Source passage:
But everybody in the barn loves her. They root for her. It seems as if the entire racetrack roots for her. Pasher once caught trainer Sid Attard cheering for her down the stretch. “I don’t want you to lose the race, kid,” Attard said.

Perhaps the toughest rub is that once Miss Sea lured Pasher into parting with his money at the yearling sale, she dumped him like a cheap date. And grew to hate him. She reserved all of her affection for Montgomery, who has ridden her since she was broken.

“She can’t stand me,” Pasher said. She bits him. She kicks him. “She loves everybody else,” Pasher said. “Kaitlan could ride her in downtown Toronto. She’d go anywhere Kaitlan would ask her to go.”

Whenever Pasher tried to ride her, she’d sashay around the course, and duck out. She will allow him to feed her and take care of her but stops short of letting him brush her. One morning he went to put the bridle on the filly, and she heard Montgomery’s voice. “She ran over top of me, pushed her head out the door and went mmhhhhh,” Pasher said. “She went to Kaitlan and Kaitlan says: ‘Hi mommy,’ And she’s like: “Mmhhhh.’”

[Entries from a data source]
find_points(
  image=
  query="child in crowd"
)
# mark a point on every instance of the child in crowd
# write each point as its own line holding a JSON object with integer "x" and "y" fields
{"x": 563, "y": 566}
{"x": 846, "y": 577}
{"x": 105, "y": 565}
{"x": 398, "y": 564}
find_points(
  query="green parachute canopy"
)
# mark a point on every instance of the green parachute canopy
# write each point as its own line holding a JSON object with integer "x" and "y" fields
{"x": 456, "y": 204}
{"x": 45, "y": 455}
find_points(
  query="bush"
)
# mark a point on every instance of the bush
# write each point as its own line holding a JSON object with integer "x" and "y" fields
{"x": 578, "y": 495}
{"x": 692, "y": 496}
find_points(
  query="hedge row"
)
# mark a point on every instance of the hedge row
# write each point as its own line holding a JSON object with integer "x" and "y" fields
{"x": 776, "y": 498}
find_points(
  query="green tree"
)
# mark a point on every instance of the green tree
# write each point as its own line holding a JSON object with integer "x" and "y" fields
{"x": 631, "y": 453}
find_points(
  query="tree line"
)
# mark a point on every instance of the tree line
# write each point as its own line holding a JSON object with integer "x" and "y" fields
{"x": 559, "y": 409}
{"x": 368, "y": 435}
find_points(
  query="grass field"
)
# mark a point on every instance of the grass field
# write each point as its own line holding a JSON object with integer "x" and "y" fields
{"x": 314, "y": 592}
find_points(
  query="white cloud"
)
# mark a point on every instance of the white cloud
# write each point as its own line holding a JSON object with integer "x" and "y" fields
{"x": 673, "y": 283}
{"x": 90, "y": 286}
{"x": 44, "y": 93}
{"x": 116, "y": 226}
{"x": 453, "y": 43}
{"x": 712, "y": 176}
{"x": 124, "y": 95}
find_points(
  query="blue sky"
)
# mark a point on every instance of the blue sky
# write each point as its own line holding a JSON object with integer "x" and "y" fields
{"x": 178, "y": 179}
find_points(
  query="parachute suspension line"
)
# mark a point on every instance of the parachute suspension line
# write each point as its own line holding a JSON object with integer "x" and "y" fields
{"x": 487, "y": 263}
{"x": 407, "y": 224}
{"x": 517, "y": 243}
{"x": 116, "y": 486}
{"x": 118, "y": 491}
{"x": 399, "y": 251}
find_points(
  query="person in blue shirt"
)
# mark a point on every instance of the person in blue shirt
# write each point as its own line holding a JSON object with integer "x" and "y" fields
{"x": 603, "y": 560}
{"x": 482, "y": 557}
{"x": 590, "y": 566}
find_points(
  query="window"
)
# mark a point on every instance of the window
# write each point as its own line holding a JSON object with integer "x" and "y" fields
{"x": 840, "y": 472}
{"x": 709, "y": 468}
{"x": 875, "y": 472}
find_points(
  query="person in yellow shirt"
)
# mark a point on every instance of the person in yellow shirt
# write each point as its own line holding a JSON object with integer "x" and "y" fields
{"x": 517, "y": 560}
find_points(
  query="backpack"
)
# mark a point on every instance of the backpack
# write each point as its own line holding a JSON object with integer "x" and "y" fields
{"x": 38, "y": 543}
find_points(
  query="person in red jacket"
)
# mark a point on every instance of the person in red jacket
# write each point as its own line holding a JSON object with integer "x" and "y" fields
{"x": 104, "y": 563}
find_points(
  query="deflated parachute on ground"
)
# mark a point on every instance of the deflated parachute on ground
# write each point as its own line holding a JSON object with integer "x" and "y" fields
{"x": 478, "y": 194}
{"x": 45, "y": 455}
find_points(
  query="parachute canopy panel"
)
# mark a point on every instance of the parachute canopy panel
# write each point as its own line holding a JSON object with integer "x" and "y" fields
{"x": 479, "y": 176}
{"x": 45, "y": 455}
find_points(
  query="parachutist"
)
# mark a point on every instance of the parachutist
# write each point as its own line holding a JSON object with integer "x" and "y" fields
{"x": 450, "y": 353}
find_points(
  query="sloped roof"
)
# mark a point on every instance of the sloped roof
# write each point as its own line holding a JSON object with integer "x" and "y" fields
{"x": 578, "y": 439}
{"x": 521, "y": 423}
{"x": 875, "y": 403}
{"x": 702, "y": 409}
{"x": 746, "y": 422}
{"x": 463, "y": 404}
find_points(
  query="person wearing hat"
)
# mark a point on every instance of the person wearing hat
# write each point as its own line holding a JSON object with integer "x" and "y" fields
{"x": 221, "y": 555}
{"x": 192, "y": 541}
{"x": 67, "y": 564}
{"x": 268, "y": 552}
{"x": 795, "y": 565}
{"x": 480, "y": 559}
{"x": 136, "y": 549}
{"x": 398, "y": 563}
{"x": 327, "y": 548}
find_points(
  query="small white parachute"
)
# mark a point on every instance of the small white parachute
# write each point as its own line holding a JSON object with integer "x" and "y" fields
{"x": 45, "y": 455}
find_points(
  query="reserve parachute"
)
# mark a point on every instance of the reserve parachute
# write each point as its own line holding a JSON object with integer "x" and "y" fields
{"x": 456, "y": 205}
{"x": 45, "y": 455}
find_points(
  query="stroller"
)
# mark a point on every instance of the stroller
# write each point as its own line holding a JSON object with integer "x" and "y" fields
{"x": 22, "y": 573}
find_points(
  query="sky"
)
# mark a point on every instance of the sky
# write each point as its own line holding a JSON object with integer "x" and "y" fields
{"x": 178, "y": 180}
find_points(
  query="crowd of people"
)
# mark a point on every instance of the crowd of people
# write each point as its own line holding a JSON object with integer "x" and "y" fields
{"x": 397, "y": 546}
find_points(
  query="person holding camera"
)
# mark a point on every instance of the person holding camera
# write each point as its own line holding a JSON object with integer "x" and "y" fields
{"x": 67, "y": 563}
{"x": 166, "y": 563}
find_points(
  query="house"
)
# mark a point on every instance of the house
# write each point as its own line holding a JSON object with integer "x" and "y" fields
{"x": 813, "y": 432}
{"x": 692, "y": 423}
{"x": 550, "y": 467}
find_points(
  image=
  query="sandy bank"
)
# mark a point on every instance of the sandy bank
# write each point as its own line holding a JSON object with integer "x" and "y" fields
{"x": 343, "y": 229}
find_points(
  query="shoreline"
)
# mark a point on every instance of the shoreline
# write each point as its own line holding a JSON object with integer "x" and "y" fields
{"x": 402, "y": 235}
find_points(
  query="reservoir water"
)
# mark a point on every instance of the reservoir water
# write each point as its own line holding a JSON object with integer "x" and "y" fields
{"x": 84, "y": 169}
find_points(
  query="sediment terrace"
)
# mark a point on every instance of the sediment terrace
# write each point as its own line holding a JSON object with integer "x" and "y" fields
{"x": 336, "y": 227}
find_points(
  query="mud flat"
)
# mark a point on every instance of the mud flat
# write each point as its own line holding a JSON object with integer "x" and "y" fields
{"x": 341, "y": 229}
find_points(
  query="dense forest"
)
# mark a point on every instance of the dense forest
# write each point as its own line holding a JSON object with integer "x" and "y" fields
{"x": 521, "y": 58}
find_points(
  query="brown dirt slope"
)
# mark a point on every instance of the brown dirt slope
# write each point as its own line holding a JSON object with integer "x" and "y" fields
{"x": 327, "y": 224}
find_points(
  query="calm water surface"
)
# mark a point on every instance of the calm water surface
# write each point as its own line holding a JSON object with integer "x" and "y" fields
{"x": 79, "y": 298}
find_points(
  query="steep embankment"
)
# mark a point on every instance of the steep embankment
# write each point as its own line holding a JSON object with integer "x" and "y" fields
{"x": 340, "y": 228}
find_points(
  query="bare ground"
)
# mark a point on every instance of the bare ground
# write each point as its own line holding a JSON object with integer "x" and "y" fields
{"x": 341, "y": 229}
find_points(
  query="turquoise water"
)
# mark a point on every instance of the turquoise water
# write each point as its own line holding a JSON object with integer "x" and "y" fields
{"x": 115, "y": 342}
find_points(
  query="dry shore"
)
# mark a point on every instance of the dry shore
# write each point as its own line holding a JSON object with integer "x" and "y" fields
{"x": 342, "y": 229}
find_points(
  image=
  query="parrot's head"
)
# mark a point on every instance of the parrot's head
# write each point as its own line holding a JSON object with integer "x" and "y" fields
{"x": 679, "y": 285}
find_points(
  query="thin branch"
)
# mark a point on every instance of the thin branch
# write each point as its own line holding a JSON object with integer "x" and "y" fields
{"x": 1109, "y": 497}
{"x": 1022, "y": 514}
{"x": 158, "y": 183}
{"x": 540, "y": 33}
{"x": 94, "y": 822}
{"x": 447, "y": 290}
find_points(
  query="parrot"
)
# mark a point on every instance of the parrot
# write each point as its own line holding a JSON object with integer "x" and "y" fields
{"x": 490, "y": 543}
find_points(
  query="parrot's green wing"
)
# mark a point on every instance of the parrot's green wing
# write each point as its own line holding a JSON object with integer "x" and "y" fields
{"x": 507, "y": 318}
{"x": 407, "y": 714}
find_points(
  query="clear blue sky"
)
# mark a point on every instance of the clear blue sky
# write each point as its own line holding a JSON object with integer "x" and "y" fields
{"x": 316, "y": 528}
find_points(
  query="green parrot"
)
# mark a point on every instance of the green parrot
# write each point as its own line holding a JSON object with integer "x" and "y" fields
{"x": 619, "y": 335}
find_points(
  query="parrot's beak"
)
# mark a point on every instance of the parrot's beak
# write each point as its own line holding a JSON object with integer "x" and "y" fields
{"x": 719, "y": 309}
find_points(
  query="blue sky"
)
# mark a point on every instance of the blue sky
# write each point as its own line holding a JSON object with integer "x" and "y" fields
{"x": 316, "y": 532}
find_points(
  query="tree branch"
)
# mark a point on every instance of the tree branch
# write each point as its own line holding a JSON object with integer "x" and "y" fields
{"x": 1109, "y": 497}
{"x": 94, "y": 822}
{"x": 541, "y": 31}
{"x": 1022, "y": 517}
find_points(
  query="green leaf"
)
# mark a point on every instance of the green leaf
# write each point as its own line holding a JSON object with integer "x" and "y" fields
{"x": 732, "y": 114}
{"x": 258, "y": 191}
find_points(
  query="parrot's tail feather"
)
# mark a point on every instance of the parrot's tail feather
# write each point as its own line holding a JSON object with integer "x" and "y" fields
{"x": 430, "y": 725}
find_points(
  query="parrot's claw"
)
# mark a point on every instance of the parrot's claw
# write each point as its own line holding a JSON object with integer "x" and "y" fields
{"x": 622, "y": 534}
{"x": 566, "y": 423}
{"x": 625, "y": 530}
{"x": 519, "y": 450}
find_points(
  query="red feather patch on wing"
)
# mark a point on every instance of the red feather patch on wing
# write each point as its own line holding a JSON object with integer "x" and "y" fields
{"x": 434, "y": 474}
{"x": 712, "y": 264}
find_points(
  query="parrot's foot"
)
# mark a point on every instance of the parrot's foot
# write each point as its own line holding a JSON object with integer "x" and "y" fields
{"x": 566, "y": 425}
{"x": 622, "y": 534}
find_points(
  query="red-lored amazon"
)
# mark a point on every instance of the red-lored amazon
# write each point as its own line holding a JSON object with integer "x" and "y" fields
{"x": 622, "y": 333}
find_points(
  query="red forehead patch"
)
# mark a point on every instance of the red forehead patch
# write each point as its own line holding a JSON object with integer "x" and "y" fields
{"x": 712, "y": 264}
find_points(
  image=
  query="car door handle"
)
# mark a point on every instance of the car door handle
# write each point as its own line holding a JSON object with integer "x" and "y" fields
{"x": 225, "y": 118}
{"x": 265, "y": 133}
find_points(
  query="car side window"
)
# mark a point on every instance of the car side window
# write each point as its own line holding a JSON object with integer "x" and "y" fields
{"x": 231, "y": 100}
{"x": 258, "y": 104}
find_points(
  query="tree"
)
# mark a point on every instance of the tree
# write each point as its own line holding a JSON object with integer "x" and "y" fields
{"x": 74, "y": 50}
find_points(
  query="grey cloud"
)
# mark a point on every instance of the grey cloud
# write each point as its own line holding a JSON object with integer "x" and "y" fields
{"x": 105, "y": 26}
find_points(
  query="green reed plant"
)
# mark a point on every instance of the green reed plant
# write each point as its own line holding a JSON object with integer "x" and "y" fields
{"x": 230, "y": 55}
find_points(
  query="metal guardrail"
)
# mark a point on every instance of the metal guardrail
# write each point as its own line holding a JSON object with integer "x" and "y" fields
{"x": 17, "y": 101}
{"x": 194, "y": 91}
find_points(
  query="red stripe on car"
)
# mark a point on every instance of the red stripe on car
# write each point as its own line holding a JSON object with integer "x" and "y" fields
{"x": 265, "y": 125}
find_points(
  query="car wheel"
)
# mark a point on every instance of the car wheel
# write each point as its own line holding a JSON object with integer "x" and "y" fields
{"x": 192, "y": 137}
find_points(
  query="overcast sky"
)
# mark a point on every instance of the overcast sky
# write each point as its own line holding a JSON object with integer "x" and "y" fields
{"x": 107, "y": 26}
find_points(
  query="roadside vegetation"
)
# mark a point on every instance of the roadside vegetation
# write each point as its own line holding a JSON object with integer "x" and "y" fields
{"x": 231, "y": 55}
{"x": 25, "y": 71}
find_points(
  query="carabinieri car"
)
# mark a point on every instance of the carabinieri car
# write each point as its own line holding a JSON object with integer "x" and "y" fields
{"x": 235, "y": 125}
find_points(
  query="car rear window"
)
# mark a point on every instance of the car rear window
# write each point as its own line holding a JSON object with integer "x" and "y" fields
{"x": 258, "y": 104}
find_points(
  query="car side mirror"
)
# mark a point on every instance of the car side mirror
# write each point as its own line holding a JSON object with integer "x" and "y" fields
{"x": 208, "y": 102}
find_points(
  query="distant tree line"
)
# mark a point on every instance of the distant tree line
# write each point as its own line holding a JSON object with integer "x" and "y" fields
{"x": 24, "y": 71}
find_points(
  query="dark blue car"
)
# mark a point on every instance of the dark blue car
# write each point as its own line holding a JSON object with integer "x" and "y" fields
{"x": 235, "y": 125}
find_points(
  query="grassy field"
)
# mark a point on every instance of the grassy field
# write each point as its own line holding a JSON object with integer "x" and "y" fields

Problems to work on:
[1] Please list the actions that, according to Pasher, the filly took one morning after she heard Montgomery's voice, using the passage about Miss Sea.
[2] Summarize the passage about Miss Sea in two sentences.

Full solutions:
[1]
- She ran over top of him.
- She pushed her head out the door.
- She went "mmhhhhh."
- She went to Kaitlan.

[2] Miss Sea is loved by everyone in the barn and seemingly the whole racetrack, but after Pasher bought her at the yearling sale she grew to hate him and saved her affection for Montgomery, who has ridden her since she was broken. She lets Pasher feed and care for her but not brush her, and one morning, on hearing Montgomery's voice, she ran over him and pushed her head out the door to go to Kaitlan.